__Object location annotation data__
++++++++

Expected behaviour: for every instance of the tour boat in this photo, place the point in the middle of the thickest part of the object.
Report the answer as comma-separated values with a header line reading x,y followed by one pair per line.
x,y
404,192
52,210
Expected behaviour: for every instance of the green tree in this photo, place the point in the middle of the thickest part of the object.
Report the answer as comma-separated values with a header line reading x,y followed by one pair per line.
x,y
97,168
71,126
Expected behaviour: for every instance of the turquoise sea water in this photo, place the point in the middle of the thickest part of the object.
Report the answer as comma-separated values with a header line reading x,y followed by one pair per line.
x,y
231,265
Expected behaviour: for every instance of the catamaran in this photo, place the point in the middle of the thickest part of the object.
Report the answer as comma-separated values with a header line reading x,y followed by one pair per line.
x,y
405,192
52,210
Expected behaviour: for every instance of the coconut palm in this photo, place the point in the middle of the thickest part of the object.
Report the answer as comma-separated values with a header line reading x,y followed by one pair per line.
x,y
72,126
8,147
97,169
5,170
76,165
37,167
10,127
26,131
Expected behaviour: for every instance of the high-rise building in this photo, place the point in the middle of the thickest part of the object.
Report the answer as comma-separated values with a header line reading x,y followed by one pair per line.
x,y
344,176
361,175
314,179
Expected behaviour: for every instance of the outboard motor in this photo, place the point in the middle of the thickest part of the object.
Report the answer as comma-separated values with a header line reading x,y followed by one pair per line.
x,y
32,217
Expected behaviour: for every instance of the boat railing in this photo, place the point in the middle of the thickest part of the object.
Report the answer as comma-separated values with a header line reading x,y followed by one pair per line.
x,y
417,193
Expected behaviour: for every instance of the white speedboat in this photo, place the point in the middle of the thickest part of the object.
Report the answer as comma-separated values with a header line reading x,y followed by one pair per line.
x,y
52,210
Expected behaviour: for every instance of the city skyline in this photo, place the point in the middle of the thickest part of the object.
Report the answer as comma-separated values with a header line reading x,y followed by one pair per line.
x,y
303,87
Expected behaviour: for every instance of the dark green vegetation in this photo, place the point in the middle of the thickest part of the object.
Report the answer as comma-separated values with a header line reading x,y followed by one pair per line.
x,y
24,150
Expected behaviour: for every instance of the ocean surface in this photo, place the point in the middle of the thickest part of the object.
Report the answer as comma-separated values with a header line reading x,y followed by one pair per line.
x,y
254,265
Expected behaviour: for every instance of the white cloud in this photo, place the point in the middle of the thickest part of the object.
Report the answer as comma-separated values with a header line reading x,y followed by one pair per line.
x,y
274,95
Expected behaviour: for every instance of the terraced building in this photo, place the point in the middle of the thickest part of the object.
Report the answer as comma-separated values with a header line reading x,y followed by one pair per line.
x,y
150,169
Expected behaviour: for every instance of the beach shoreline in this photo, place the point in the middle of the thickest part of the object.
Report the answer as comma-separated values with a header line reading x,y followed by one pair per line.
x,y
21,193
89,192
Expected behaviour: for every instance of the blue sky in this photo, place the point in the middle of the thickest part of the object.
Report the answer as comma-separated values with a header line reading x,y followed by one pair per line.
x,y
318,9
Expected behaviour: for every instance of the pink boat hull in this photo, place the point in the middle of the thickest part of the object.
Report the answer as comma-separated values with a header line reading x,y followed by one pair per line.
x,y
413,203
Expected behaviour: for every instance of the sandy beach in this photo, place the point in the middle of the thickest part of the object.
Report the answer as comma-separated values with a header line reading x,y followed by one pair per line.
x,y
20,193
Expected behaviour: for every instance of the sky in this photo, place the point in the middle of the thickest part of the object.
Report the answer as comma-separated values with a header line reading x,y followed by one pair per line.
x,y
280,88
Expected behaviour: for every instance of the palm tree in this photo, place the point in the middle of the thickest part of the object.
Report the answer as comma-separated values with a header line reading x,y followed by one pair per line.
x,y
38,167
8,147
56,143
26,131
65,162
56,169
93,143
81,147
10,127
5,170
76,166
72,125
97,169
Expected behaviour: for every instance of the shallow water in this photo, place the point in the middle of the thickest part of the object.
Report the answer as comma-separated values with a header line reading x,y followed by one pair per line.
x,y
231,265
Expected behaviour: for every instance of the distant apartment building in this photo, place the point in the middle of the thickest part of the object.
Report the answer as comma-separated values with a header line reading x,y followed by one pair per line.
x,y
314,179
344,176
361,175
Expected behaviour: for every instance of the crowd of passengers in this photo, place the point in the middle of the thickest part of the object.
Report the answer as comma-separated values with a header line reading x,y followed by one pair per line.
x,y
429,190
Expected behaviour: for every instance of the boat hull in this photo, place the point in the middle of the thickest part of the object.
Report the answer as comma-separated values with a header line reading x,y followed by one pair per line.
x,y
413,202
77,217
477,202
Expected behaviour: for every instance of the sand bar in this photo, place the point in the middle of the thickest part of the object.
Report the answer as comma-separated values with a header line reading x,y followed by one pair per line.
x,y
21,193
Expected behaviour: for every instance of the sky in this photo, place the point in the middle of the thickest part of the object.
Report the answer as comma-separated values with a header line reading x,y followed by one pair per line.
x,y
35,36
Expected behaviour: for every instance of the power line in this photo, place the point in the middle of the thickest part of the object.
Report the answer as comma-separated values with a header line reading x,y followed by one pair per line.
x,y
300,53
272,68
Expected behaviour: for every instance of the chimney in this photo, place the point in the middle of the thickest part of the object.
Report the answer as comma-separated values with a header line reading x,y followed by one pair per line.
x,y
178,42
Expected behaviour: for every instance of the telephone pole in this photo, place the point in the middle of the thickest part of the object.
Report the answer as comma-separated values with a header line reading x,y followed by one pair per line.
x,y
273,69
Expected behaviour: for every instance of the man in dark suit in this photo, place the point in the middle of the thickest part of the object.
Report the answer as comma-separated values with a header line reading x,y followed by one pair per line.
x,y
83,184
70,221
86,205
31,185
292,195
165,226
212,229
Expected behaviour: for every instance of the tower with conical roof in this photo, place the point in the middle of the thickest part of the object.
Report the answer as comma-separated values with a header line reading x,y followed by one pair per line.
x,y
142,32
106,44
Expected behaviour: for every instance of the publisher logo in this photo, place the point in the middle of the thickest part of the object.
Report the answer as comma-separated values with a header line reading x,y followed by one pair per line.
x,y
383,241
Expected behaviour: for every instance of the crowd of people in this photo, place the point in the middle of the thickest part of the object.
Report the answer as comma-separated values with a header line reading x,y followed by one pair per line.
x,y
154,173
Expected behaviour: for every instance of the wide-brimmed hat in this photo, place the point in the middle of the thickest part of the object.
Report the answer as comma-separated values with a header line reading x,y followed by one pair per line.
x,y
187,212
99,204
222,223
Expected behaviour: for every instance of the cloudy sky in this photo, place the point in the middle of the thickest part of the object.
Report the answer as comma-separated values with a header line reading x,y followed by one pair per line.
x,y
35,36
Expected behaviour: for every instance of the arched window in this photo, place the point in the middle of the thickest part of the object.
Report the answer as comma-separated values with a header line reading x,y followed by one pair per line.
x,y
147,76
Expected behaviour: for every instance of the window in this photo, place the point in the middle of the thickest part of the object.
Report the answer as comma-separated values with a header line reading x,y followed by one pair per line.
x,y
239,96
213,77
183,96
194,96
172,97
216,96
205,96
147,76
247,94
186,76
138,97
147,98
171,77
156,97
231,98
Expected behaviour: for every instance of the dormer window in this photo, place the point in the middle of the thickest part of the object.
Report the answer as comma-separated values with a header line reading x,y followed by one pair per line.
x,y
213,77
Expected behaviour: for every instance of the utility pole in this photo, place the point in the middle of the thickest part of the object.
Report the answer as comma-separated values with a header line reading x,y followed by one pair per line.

++++++++

Give back all the data exactly as written.

__THE REPLY__
Expected behaviour: for every instance of the tour boat in this photo, place the point in the middle of the thickest part of the object.
Report the answer as comma-separated values with a header line reading x,y followed by one pair per line.
x,y
404,192
52,210
Expected behaviour: for every instance of the green tree in this photo, place the point in the middle of the thickest part of the object.
Report the answer as comma-separated values with a header line reading x,y followed by one pair per line.
x,y
97,168
71,126
Expected behaviour: for every instance of the turquoise sea water in this photo, place the point in the middle of the thickest part of the object.
Report the answer as comma-separated values with a header line reading x,y followed by one pair per line.
x,y
231,265
Expected behaviour: for every instance of the catamaran in this photo, place the point in the middle of the thickest part of the object.
Report the answer as comma-separated values with a header line reading x,y followed by one pair per line.
x,y
405,192
52,210
Expected behaviour: for every instance of the coconut palm in this photo, place the point in the middle of the thickest part of the object.
Report the answer as comma-separated values with a header line reading x,y followed by one pair per line.
x,y
72,126
8,147
97,169
5,170
76,165
37,167
10,127
26,131
Expected behaviour: for every instance of the high-rise building in this photo, place the point in the middle of the thickest part of the object.
Report the answer as comma-separated values with a header line reading x,y followed by one pair per line.
x,y
344,176
361,175
314,179
Expected behaviour: for every instance of the outboard motor in this photo, place the point in the middle of the thickest part of the object.
Report the answer as comma-separated values with a header line reading x,y followed by one pair per line.
x,y
32,217
Expected behaviour: for every instance of the boat railing in this photo, place the point in the middle of the thickest part of the object.
Report the answer as comma-separated values with a header line reading x,y followed by one pair per line.
x,y
417,193
Expected behaviour: for every instance of the white speedboat in this photo, place the point in the middle of the thickest part of the object.
Report the answer as comma-separated values with a header line reading x,y followed by one pair per line.
x,y
52,210
Expected behaviour: for every instance of the city skyline in this photo, place the point in the middle of the thickest part of the object.
Report the answer as comma-separated values with a header line reading x,y followed by one pair per line.
x,y
303,87
Expected behaviour: for every instance of the dark green vegetation in this photo, place the point in the middle of the thickest part of the object.
Report the answer as comma-separated values with a header line reading x,y followed by one pair per line.
x,y
24,150
Expected behaviour: for every instance of the ocean surface in this photo, place the point in the middle of the thickest part of the object.
Report the answer as comma-separated values with a header line reading x,y followed by one pair per line.
x,y
254,265
Expected behaviour: for every instance of the white cloud in this photo, place the point in the middle of the thickest part of the object.
Report the answer as comma-separated values with a header line reading x,y followed by one pair per line.
x,y
274,95
Expected behaviour: for every instance of the terraced building in this photo, place the point in the middle of the thickest part of the object.
Report the answer as comma-separated values with a header line reading x,y followed by one pair per line.
x,y
150,169
Expected behaviour: for every instance of the beach shoreline in this photo, place the point in the middle of the thickest part of the object.
Report the answer as comma-separated values with a header line reading x,y followed by one pair per line.
x,y
21,193
89,192
Expected behaviour: for every instance of the blue sky in this photo, place the point in the middle of the thickest part of the object.
Report the answer as comma-separated values with a header line reading x,y followed by one pair per line.
x,y
318,9
Expected behaviour: for every instance of the pink boat hull in this photo, place the point in the middle of the thickest part of the object.
Report the answer as comma-separated values with a header line reading x,y followed by one pair per line.
x,y
413,203
Expected behaviour: for every instance of the sandy beach in this photo, place the point in the middle of the thickest part of the object.
Report the answer as comma-separated values with a header line reading x,y followed by one pair per line.
x,y
20,193
Expected behaviour: for every instance of the sky in this photo, place the point in the middle of the thickest part of the object.
Report the answer as comma-separated values with a header line reading x,y followed by one pair per line.
x,y
280,88
Expected behaviour: for every instance of the palm tree in this photo, place the point in the middle of the thickest part of the object.
Report the answer as comma-separated values with a header line reading x,y followed by one pair per line.
x,y
38,167
8,147
56,143
26,131
65,162
56,169
93,143
81,147
10,127
5,170
76,166
72,125
97,169
Expected behaviour: for every instance of the shallow water in this photo, place the point in the middle of the thickest part of the object.
Report the answer as comma-separated values with a header line reading x,y followed by one pair per line.
x,y
231,265
Expected behaviour: for every instance of the distant apartment building in this photo, place the point in the middle of the thickest part of the object.
Report the answer as comma-separated values with a header line reading x,y followed by one pair per line.
x,y
314,179
344,176
361,175
Expected behaviour: for every instance of the crowd of passengers in this photo, place the point in the middle of the thickest part of the object.
Report the answer as comma-separated values with a header line reading x,y followed by one pair per line.
x,y
429,190
Expected behaviour: for every instance of the boat hull in this photo, place the point in the middle of the thickest part of the object.
Report the answer as comma-separated values with a header line reading x,y followed by one pair per line.
x,y
413,202
77,217
477,202
Expected behaviour: for every instance of the sand bar in this photo, place the point in the middle of the thickest part of the object.
Report the answer as comma-separated values with a header line reading x,y followed by one pair per line.
x,y
21,193
Expected behaviour: for every instance of the sky in this photo, place the point in the middle of the thickest part of the object.
Report the answer as comma-separated values with a header line reading x,y followed by one pair per line.
x,y
35,36
Expected behaviour: for every instance of the power line in this photo, place the point in the middle of the thickest part of the object.
Report the answer as comma-separated values with a header line reading x,y followed by one pair per line.
x,y
300,53
272,68
Expected behaviour: for every instance of the chimney in this photo, place the point in the middle of the thickest part of the object.
Report the answer as comma-separated values with a header line reading x,y followed by one pair per line.
x,y
178,42
Expected behaviour: for every instance of the telephone pole in this photo, place the point in the middle of the thickest part of the object.
Report the answer as comma-separated values with a header line reading x,y followed by one pair per line.
x,y
273,69
Expected behaviour: for every instance of the man in dark suit in this photo, place the point in the middle of the thickest part of the object.
Report the answer as comma-separated values with a header line reading x,y followed by one pair per line.
x,y
83,184
70,221
86,205
31,185
292,195
165,226
212,229
Expected behaviour: for every instance of the tower with conical roof in this photo, place the point in the middle of the thickest part of the object.
Report the answer as comma-separated values with a header line reading x,y followed by one pair per line.
x,y
142,32
106,44
Expected behaviour: for every instance of the publisher logo in this photo, place the point in the middle of the thickest part of the object.
Report the answer as comma-separated values with a header line reading x,y followed by one pair per line.
x,y
383,241
Expected behaviour: for every instance of the crowd of people in this photo, place the point in the middle of the thickest part of the object.
Report the answer as comma-separated values with a header line reading x,y followed by one pair per line.
x,y
154,173
Expected behaviour: for every instance of the wide-brimmed hat in this photo, place the point in the middle of the thickest part of the object.
Report the answer as comma-separated values with a header line reading x,y followed by one pair per line.
x,y
187,212
99,204
222,223
Expected behaviour: for every instance of the cloudy sky in this photo, place the point in the middle of the thickest part of the object.
Report the answer as comma-separated values with a header line reading x,y followed by one pair per line.
x,y
35,36
Expected behaviour: for every instance of the arched window in this photo, place the point in the middle of the thickest part of the object.
Report the answer as comma-separated values with a header line reading x,y followed by one pair per line.
x,y
147,76
Expected behaviour: for every instance of the window in this photo, place the point in the middle of the thickest part of the object.
Report the answer as comma-separated values with a header line reading x,y followed by one pair per line.
x,y
239,96
213,77
183,96
194,96
172,97
216,96
205,96
147,76
247,94
186,76
138,97
147,98
171,77
156,97
231,98
Expected behaviour: for every instance of the dormer window in this photo, place the point in the middle of the thickest part of the object.
Report the answer as comma-separated values with a header line reading x,y followed by one pair per line.
x,y
213,77
Expected behaviour: for every instance of the utility pole in this photo, place the point in the middle of the thickest part of the object.
Report the answer as comma-separated values with a header line reading x,y followed by one pair per line.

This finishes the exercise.